GIVEN INSTRUCTION: Copy the lines below character for character, starting at the line that contains "tag the green vanity cabinet" and ending at the line that contains "<point>445,754</point>", including both of those lines.

MATERIAL FOR THIS TASK:
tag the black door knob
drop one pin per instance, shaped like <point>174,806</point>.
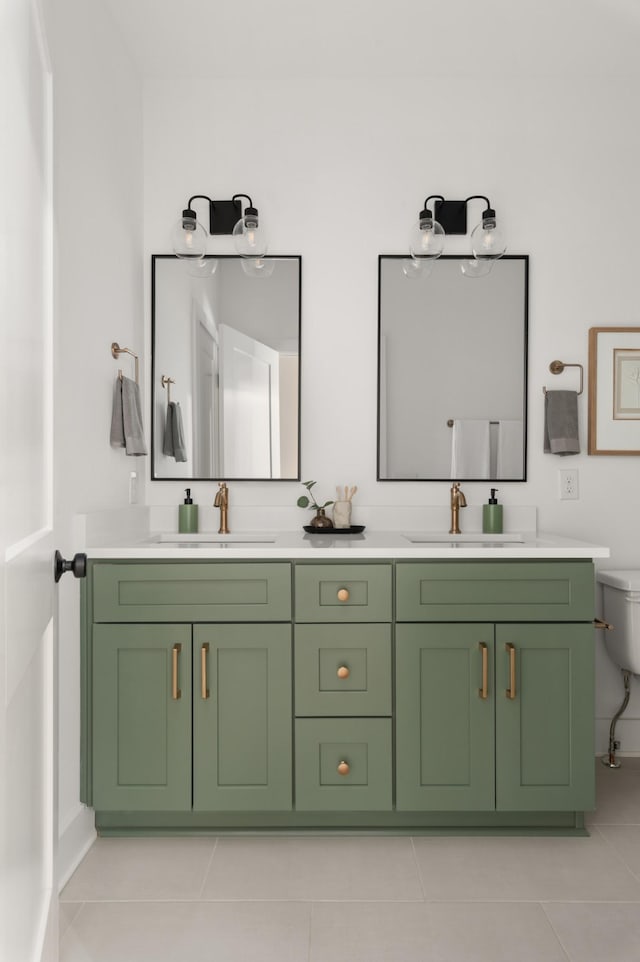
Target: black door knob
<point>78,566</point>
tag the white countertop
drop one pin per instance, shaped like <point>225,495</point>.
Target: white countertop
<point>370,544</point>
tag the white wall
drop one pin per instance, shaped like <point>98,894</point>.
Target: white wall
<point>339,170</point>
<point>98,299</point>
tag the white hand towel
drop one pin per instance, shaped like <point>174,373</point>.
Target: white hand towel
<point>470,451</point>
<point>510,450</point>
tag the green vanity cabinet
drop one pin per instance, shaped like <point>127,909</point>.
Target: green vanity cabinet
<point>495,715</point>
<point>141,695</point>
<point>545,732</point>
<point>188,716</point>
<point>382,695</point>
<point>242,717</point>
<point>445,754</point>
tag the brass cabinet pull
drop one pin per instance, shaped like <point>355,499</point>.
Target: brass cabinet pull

...

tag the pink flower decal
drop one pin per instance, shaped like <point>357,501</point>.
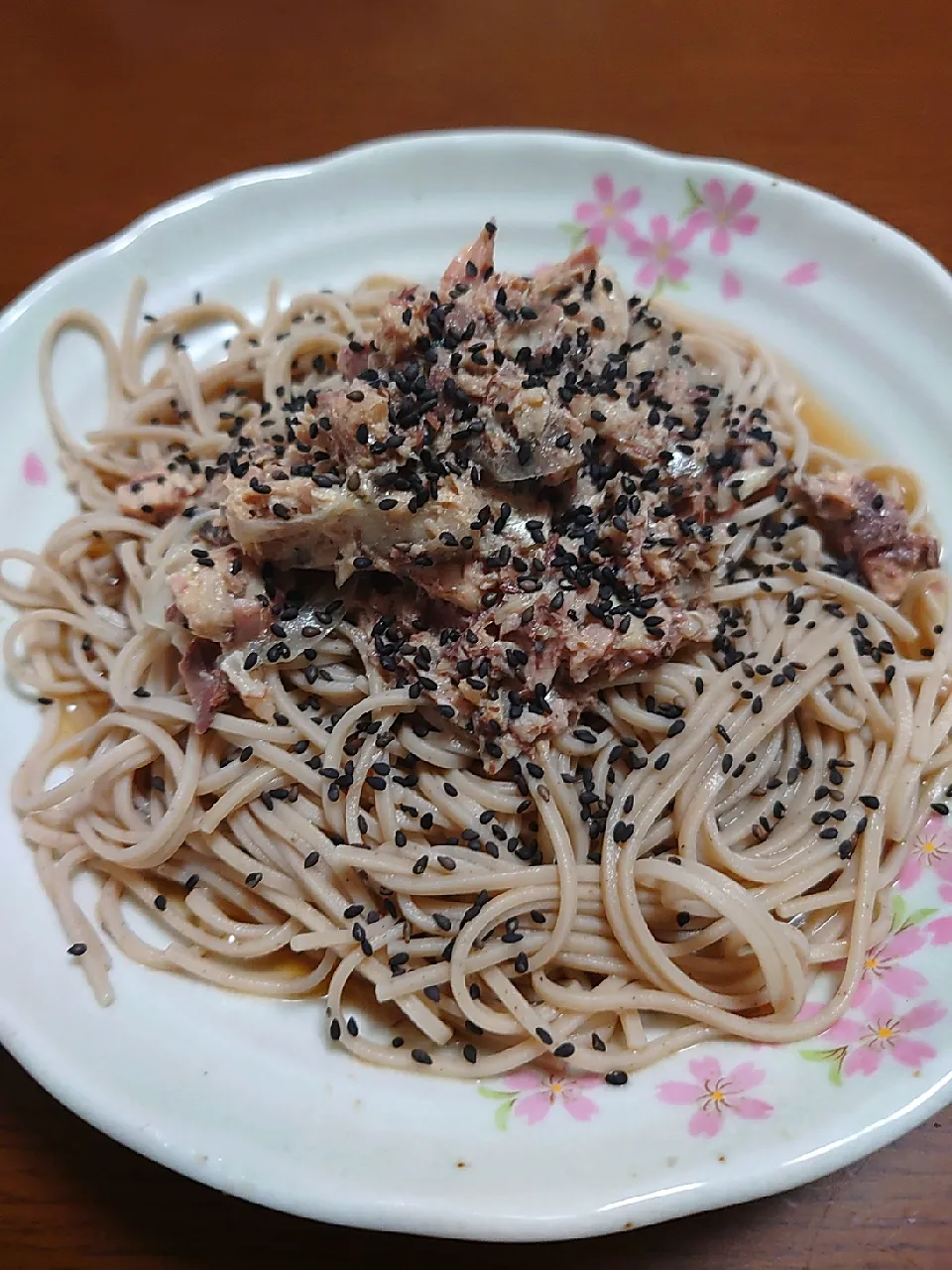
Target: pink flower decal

OUTPUT FOR THIS EXERCISE:
tag the green vanity cabinet
drop one pin per instance, shaped like <point>127,909</point>.
Target: green vanity cabinet
<point>495,715</point>
<point>141,695</point>
<point>545,732</point>
<point>188,716</point>
<point>382,695</point>
<point>242,717</point>
<point>445,754</point>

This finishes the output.